**TRY IT**
Return the full listing below, unchanged.

**PROVIDED RECORDS**
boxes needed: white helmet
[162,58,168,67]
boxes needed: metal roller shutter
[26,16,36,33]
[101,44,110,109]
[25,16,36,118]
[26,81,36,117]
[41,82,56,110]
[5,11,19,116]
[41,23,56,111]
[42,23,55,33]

**TASK SOLUTION**
boxes needed: white helmet
[162,58,168,67]
boxes needed: metal roller shutter
[26,16,36,33]
[101,44,110,109]
[25,16,36,118]
[26,81,36,117]
[41,82,56,110]
[5,11,19,116]
[41,23,56,111]
[42,23,55,33]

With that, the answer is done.